- _YOUR GOAL_
Repeat nothing but the lines below running from the one containing "Target: trumpet leadpipe" to the one containing "Place a marker on every instance of the white sheet". Keep both end lines.

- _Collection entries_
===

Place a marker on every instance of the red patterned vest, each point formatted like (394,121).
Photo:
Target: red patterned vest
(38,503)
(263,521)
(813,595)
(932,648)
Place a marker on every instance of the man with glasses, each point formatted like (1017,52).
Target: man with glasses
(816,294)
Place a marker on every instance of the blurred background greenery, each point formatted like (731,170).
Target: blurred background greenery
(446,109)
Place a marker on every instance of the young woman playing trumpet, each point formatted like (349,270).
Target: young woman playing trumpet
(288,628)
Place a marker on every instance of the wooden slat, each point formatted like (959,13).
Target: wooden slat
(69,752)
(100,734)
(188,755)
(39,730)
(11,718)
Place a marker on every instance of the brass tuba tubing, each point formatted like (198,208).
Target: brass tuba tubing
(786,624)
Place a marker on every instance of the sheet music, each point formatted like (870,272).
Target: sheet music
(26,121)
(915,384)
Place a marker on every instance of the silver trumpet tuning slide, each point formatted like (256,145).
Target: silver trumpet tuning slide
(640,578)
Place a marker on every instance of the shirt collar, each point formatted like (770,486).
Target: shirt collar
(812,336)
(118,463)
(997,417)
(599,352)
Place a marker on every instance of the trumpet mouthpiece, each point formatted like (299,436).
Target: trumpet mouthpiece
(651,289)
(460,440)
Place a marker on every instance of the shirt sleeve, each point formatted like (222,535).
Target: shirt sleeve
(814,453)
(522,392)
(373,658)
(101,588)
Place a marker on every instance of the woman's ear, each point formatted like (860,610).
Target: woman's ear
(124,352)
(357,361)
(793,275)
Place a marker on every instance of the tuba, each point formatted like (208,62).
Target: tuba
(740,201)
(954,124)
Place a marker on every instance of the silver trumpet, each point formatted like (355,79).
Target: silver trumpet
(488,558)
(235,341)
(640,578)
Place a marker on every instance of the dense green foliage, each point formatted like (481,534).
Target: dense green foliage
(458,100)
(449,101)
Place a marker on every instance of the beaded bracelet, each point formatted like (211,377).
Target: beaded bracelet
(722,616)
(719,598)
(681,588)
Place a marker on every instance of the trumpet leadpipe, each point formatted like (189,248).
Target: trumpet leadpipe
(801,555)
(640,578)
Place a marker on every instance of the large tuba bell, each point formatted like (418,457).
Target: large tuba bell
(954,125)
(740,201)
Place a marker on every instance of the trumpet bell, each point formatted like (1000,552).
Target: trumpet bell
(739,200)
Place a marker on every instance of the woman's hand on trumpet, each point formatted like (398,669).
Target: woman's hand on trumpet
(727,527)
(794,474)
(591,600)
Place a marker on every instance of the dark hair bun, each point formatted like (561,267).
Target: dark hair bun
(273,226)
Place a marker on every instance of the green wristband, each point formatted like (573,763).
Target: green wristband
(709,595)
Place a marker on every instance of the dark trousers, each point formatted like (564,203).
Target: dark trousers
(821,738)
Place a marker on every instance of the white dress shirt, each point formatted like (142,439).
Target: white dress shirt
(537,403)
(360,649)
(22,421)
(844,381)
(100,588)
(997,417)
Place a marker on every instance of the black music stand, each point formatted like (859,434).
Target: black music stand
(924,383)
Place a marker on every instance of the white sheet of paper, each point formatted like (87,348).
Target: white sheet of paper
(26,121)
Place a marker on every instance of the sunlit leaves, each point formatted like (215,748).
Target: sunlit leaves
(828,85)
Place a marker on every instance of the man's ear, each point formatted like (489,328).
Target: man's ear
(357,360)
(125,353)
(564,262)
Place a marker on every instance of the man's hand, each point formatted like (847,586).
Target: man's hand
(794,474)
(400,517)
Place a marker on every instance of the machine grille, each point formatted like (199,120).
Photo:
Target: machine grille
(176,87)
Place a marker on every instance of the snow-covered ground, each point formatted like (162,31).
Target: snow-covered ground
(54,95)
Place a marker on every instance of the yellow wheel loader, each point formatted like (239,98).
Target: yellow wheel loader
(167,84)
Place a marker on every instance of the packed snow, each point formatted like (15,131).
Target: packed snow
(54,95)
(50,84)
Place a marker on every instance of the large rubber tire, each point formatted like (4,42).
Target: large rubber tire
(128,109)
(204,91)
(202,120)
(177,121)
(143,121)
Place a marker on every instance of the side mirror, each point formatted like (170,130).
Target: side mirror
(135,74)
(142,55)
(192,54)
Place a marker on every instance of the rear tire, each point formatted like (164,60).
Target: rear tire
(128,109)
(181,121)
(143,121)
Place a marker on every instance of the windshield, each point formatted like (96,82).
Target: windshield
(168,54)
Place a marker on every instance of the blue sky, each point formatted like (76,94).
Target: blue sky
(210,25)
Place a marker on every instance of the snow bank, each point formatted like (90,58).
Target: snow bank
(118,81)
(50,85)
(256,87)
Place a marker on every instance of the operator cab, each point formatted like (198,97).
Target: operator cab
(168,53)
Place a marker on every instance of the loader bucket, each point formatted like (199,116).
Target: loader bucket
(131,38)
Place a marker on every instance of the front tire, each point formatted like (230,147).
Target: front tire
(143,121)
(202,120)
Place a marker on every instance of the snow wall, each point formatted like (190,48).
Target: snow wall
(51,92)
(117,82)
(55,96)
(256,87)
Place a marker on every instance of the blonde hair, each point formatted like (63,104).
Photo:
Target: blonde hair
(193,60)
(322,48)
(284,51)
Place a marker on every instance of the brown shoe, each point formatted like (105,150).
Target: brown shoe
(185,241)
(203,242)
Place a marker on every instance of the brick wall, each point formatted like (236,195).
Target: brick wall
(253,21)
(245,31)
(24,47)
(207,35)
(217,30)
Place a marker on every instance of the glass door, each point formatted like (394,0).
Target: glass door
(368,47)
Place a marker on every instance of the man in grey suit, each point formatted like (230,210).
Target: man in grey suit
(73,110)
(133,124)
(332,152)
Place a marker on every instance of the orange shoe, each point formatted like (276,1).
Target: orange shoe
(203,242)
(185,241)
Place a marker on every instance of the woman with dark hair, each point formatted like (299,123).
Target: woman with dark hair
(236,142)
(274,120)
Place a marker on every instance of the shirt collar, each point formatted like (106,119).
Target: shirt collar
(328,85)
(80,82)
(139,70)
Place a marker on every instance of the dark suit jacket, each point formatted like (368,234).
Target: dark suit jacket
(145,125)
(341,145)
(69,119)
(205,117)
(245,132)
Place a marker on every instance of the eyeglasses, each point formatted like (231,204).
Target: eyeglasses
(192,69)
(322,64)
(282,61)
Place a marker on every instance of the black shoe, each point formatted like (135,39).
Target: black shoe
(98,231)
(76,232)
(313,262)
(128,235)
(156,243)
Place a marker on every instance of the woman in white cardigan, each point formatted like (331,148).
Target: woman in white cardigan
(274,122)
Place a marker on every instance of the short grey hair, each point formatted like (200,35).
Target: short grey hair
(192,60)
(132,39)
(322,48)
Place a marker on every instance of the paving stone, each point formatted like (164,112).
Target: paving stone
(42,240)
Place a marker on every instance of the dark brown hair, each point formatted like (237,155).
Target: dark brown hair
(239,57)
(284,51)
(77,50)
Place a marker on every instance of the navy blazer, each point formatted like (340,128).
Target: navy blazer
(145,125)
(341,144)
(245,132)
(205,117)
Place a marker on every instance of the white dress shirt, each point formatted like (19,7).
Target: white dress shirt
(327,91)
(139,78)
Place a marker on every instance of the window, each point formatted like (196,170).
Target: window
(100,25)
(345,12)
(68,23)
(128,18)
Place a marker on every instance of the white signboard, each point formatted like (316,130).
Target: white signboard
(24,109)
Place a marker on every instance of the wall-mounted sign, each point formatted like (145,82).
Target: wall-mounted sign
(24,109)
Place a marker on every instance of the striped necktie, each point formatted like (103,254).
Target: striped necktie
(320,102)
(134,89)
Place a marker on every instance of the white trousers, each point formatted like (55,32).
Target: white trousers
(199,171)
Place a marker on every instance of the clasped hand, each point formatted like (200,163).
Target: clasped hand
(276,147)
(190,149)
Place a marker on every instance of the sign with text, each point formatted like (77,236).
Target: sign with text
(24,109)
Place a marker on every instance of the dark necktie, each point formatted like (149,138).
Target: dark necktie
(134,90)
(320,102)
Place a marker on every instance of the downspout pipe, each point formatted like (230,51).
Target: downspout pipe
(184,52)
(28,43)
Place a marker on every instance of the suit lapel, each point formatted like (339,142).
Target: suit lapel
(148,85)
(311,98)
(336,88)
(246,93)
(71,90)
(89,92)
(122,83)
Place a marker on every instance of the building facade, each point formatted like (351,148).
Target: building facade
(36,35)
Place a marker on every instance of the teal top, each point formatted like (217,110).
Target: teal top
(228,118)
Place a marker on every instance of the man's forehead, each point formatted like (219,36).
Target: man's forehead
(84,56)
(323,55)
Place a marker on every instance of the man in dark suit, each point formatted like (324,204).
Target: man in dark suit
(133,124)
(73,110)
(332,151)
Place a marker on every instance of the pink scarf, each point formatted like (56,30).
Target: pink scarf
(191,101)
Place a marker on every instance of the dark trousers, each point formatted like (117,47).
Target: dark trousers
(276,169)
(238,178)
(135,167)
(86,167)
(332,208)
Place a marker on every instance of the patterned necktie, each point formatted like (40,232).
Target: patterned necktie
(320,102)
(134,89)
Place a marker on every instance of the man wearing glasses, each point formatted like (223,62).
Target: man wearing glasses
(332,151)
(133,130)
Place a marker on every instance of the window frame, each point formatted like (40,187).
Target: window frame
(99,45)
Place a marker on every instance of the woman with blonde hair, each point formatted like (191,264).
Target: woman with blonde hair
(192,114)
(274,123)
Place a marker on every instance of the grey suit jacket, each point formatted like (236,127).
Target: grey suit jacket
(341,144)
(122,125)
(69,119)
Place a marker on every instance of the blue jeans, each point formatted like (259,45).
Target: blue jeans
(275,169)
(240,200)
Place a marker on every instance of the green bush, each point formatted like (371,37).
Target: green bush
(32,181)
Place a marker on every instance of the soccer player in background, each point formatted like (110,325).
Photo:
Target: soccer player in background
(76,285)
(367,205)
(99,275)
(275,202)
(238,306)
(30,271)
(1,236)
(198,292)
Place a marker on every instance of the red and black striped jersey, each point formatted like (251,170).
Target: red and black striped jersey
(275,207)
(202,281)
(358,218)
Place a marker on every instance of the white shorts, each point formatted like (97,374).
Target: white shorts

===

- _ANSWER TO THIS PROBLEM_
Target: trumpet leadpipe
(801,555)
(640,578)
Place a marker on every instance of the large tuba bell, each point formatted like (418,457).
Target: large tuba bell
(954,125)
(740,201)
Place a marker on every instance of the trumpet bell, each point formatted like (1000,552).
Target: trumpet bell
(739,200)
Place a marker on every instance of the woman's hand on trumpet, each point formatted like (398,669).
Target: woman's hand on trumpet
(727,527)
(794,474)
(591,600)
Place a marker on every instance of the dark hair bun, each point formatted like (561,267).
Target: dark hair bun
(273,226)
Place a marker on every instance of the green wristband, each point formatted like (573,763).
Target: green wristband
(709,595)
Place a marker on every instance of the dark trousers, each point formatted like (564,203).
Target: dark trousers
(821,738)
Place a marker on every instance of the white dress shirt, each point formatted like (142,439).
Target: white dress shirt
(537,403)
(360,649)
(22,421)
(844,381)
(100,588)
(997,417)
Place a marker on every instance of the black music stand, each point formatted like (859,434).
Target: black music stand
(924,383)
Place a marker on every instance of the white sheet of paper, each point formatted like (87,348).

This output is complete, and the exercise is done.